--- WRITTEN REQUEST ---
Format every line of the items below as a JSON list of strings, one string per line, leaving out blank lines.

+++

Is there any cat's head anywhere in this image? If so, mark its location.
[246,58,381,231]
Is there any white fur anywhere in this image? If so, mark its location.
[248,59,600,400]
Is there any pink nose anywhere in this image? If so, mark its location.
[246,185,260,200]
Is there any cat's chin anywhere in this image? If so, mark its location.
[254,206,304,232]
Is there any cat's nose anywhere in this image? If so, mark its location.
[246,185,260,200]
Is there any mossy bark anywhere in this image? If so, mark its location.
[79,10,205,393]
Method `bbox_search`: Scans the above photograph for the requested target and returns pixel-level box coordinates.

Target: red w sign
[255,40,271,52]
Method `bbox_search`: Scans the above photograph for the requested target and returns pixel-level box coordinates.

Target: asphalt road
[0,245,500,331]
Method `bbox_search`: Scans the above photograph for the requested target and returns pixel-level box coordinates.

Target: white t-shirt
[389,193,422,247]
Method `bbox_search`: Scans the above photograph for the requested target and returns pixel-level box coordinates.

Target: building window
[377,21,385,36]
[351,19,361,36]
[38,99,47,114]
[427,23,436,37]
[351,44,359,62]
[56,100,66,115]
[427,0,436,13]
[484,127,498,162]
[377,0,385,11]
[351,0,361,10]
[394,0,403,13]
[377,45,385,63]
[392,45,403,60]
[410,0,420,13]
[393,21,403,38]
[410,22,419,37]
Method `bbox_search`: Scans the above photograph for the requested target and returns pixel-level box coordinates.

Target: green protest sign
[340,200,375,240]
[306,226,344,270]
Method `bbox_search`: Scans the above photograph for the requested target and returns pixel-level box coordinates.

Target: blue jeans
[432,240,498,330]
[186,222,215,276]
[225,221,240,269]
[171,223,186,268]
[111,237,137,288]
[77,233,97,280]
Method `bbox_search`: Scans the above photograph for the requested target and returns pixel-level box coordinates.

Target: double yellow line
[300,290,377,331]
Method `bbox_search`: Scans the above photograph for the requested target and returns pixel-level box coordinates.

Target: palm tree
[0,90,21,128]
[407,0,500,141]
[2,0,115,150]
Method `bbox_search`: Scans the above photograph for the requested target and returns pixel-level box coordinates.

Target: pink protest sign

+++

--- TASK SOLUTION ---
[
  "Is there any cat's head anywhere in this image? If so, mark its location.",
  "[246,58,381,231]",
  "Is there any white fur anywhere in this image? If so, mark its location.",
  "[248,59,600,400]",
  "Is there any pink nose anywhere in this image? If so, mark its location.",
  "[246,185,260,200]",
  "Is there any cat's chin anywhere in this image? If so, mark its location.",
  "[254,206,304,232]",
  "Is there any cat's nose anywhere in this image? If so, mark its location.",
  "[246,185,260,200]",
  "Is there any mossy bark anywhere in this image? If so, mark its location.",
  "[79,10,205,393]",
  "Method `bbox_search`: Scans the above photograph for the requested target and returns pixel-level box coordinates.",
  "Target: red w sign",
  "[255,40,271,52]",
  "Method `bbox_search`: Scans the above photograph for the requested target and returns pixel-level box coordinates.",
  "Target: asphalt road",
  "[0,245,500,331]",
  "Method `bbox_search`: Scans the above photograph for the requested target and returns pixel-level box coordinates.",
  "Target: white t-shirt",
  "[389,193,422,247]",
  "Method `bbox_search`: Scans the above photograph for the requested target and returns pixel-level box coordinates.",
  "Target: building window",
  "[377,21,385,36]",
  "[351,19,361,36]",
  "[38,99,47,114]",
  "[427,23,436,37]",
  "[351,44,359,62]",
  "[56,100,66,115]",
  "[427,0,436,13]",
  "[484,127,498,162]",
  "[377,0,385,11]",
  "[351,0,361,10]",
  "[394,0,403,13]",
  "[377,45,385,63]",
  "[392,45,403,60]",
  "[410,0,420,13]",
  "[393,21,403,38]",
  "[410,22,419,37]",
  "Method `bbox_search`: Scans the above photograph for the requested target and returns pixel-level box coordinates.",
  "Target: green protest sign",
  "[340,200,375,240]",
  "[306,226,344,270]",
  "Method `bbox_search`: Scans the above photograph for the requested target and returns pixel-level box coordinates.",
  "Target: blue jeans",
  "[432,240,498,330]",
  "[186,222,215,276]",
  "[225,221,240,269]",
  "[171,223,186,268]",
  "[111,237,137,288]",
  "[77,233,97,280]",
  "Method `bbox_search`: Scans the above photograph for the requested target and returns pixel-level box coordinates.",
  "Target: double yellow line",
  "[300,290,377,331]",
  "Method `bbox_search`: Scans the above photograph for the requested target and returns pixel-level box coordinates.",
  "Target: palm tree",
  "[0,90,21,128]",
  "[407,0,500,141]",
  "[2,0,115,150]",
  "Method `bbox_search`: Scans the above photograph for the requested target and returns pixel-level box coordinates.",
  "Target: pink protest sign"
]